Reproduce every entry exactly.
:: Record extracts ::
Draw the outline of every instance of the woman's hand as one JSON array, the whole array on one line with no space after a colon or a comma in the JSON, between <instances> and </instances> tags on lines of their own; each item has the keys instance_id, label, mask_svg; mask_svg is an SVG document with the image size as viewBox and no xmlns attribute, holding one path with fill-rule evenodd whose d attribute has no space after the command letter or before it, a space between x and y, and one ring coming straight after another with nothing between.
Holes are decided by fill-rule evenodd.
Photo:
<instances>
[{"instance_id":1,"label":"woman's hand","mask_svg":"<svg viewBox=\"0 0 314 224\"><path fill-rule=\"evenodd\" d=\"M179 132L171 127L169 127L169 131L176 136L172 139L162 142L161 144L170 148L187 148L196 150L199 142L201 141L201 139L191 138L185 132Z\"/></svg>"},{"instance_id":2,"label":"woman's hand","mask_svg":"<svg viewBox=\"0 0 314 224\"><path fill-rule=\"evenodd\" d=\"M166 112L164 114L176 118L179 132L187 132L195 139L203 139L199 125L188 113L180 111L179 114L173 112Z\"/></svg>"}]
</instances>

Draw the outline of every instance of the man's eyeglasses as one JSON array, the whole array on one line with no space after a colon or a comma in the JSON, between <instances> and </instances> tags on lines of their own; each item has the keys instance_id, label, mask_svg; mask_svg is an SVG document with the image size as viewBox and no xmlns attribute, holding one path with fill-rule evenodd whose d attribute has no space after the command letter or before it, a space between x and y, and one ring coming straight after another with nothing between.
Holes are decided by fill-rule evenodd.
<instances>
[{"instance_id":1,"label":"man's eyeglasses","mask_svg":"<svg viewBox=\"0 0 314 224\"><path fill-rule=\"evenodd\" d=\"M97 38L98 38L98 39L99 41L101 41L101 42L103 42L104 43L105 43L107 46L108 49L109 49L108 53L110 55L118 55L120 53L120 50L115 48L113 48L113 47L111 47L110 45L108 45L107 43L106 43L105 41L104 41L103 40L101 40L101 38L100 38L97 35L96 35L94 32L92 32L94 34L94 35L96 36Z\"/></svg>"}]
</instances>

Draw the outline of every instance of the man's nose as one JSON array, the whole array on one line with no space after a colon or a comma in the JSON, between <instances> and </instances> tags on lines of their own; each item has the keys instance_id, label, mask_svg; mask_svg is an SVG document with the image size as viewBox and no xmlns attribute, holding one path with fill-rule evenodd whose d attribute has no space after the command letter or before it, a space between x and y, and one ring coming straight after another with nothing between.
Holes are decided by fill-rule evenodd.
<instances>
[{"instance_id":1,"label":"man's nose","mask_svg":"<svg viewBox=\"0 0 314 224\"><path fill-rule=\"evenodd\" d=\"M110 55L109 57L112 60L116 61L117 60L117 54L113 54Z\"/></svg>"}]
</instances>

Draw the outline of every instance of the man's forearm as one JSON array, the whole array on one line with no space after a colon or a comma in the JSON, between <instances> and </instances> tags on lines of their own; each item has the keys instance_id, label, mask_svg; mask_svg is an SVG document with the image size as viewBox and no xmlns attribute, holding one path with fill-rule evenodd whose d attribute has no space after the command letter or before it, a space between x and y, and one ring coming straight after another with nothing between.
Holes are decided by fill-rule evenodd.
:::
**Answer in full**
Draw the outline of every instance of the woman's hand as one JSON array, the whole array on one line with no space after a colon or a comma in the JSON, between <instances> and </instances> tags on lines of their own; each item has the keys instance_id, label, mask_svg; mask_svg is an SVG document with the image size as viewBox and no xmlns attribute, holding one path with fill-rule evenodd whose d attribute has no space after the command letter or before it, a space between x and y, and one ring coming straight after another with nothing between.
Holes are decided by fill-rule evenodd.
Photo:
<instances>
[{"instance_id":1,"label":"woman's hand","mask_svg":"<svg viewBox=\"0 0 314 224\"><path fill-rule=\"evenodd\" d=\"M179 132L171 127L169 127L169 131L176 136L172 139L162 142L161 144L170 148L187 148L196 150L199 142L201 141L201 139L191 138L185 132Z\"/></svg>"},{"instance_id":2,"label":"woman's hand","mask_svg":"<svg viewBox=\"0 0 314 224\"><path fill-rule=\"evenodd\" d=\"M166 112L164 114L176 118L179 132L187 132L195 139L203 139L199 125L188 113L180 111L179 114L173 112Z\"/></svg>"}]
</instances>

Draw the outline of every instance of the man's eyeglasses as one JSON array, the whole array on one line with no space after a colon or a comma in the JSON, between <instances> and </instances> tags on lines of their own; each item has the keys instance_id, label, mask_svg; mask_svg is an SVG document with the image size as viewBox and no xmlns attribute, holding one path with fill-rule evenodd whose d attribute has no space after the command letter or before it, a space between x and y, and one ring coming straight after another with nothing between.
Holes are decided by fill-rule evenodd.
<instances>
[{"instance_id":1,"label":"man's eyeglasses","mask_svg":"<svg viewBox=\"0 0 314 224\"><path fill-rule=\"evenodd\" d=\"M97 38L98 38L98 39L99 41L101 41L101 42L103 42L104 43L105 43L107 46L108 49L109 49L108 53L110 55L118 55L120 53L120 50L115 48L113 48L113 47L111 47L110 45L108 45L107 43L106 43L105 41L104 41L103 40L101 40L101 38L100 38L97 35L96 35L94 32L92 32L94 34L94 35L96 36Z\"/></svg>"}]
</instances>

Draw the outline of every instance of the man's nose as one JSON array, the whole array on one line with no space after a colon or a comma in the JSON, between <instances> and </instances> tags on lines of their own; each item has the keys instance_id, label, mask_svg; mask_svg is an SVG document with the image size as viewBox and no xmlns attribute, holding one path with fill-rule evenodd whose d attribute has no space after the command letter or before it, a space between x and y, and one ring coming straight after another with nothing between.
Holes are decided by fill-rule evenodd.
<instances>
[{"instance_id":1,"label":"man's nose","mask_svg":"<svg viewBox=\"0 0 314 224\"><path fill-rule=\"evenodd\" d=\"M110 55L109 57L112 60L116 61L117 60L117 54L113 54Z\"/></svg>"}]
</instances>

Draw the outline of every instance of the man's forearm as one JSON array, the whole array on one line with no space after a colon or a comma in the JSON, between <instances> and </instances> tags on lines of their own; each item has the keys instance_id, label, mask_svg; mask_svg is an SVG document with the image size as viewBox and no xmlns attribute, holding one path with fill-rule evenodd whose d attribute has no space after the command letter or before it, a space between x and y, and one ring coming straight after another with nothing between.
Holes are decided by fill-rule evenodd.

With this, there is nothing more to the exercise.